BEGIN Extracted text
On November 1, New York City Mayor Eric Adams and a host of community leaders celebrated the grand opening of Civic Hall at Union Square, a digital skills training center aimed at cultivating an “inclusive talent pipeline for family-sustaining jobs” in the city’s tech sector.
As the ceremony commenced, Adams made a beeline to Civic Hall cofounder Andrew Rasiej, sitting stage right. The pair embraced and shared a few words before taking their seats. After an introduction from New York City Economic Development Corporation (EDC) President and CEO Andrew Kimball, Adams stepped up to the microphone.
“With over 355,000 people working in the tech sector, New York City is the second-largest technology hub in the world,” Adams said. “And with tech and digital training hubs like Civic Hall providing skill-building and world-class educational training to New Yorkers in diverse and traditionally underserved communities, we are aiming for number one.”
The event was the culmination of Rasiej’s arduous, seven-year effort to bring the project to fruition, and while I don’t claim to have the ability to read minds, I suspect that he was overcome with joy, gratification and relief as he watched the mayor cut the ceremonial ribbon.
END Extracted text
BEGIN Available data
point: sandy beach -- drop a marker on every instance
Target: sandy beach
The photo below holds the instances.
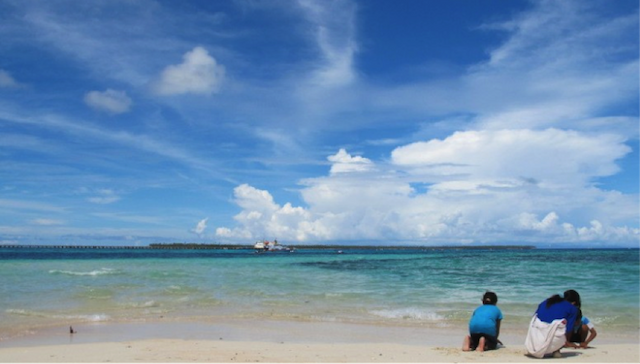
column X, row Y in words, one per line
END Available data
= Challenge =
Reproduce the part of the text about Civic Hall's opening starting with "On November 1, New" and going on through "city’s tech sector.". The listing comes from a source separate from the text about Civic Hall's opening.

= Solved exercise =
On November 1, New York City Mayor Eric Adams and a host of community leaders celebrated the grand opening of Civic Hall at Union Square, a digital skills training center aimed at cultivating an “inclusive talent pipeline for family-sustaining jobs” in the city’s tech sector.